Revise the records starting at the line containing "point_to(query) returns, for every instance of the tree" and ending at the line containing "pixel 58 315", changing "innermost point" to "most central point" and leaving everything else unchanged. Give back only those lines.

··· Data records

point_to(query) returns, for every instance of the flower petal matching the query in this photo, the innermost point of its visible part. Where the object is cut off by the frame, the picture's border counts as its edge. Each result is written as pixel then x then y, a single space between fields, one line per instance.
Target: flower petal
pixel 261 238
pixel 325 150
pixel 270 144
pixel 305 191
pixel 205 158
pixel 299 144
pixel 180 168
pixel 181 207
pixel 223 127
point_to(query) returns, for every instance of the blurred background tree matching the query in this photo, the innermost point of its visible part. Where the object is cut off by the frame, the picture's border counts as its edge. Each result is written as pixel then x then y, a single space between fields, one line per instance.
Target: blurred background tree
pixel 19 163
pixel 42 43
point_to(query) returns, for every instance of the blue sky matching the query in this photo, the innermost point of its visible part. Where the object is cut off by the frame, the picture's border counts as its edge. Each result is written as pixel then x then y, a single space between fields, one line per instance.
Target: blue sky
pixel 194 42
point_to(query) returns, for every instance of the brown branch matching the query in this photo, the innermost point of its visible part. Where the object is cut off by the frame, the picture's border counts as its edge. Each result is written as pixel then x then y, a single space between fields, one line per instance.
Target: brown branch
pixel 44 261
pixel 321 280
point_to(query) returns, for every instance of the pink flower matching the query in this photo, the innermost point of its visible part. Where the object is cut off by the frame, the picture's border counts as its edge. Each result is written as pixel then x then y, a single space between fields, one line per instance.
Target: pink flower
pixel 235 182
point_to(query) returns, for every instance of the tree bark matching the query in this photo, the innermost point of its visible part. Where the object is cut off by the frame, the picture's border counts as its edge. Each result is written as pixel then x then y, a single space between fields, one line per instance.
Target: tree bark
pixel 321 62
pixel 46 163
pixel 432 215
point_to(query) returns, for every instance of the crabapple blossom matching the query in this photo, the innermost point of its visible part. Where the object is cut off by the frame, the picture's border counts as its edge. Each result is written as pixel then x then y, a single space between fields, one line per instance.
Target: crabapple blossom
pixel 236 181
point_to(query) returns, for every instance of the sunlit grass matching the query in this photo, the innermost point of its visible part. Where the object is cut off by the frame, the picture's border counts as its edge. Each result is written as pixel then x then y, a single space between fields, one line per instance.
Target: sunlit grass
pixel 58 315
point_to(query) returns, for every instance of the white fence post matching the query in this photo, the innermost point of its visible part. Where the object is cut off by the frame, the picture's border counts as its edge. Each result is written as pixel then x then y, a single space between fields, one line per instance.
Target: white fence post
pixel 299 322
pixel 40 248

······

» **Response to the exercise**:
point_to(query) returns, for every instance of the tree bark matching the query in this photo, the most central point of its visible part. Where the object is cut off by the frame, the picture's border counts as its edge. Each result is written as pixel then x then y, a single space between fields, one line per instance.
Target: tree bark
pixel 321 62
pixel 46 163
pixel 432 215
point_to(query) returns, for every instance of the crabapple blossom matching the query in this photo, the most central point of its visible part. Where the object is cut off by the frame, the picture's border counts as its edge. Each result is written as pixel then x then y, a single space between fields, one line per instance.
Target: crabapple blossom
pixel 236 181
point_to(query) returns, for every instance of the sunlit grass matching the query in this photo, the most central point of its visible part. Where the object is cut off by the frame, the picture's border counts as its edge. Each result is written as pixel then x then y, a single space between fields, one line per instance.
Target: sunlit grass
pixel 58 315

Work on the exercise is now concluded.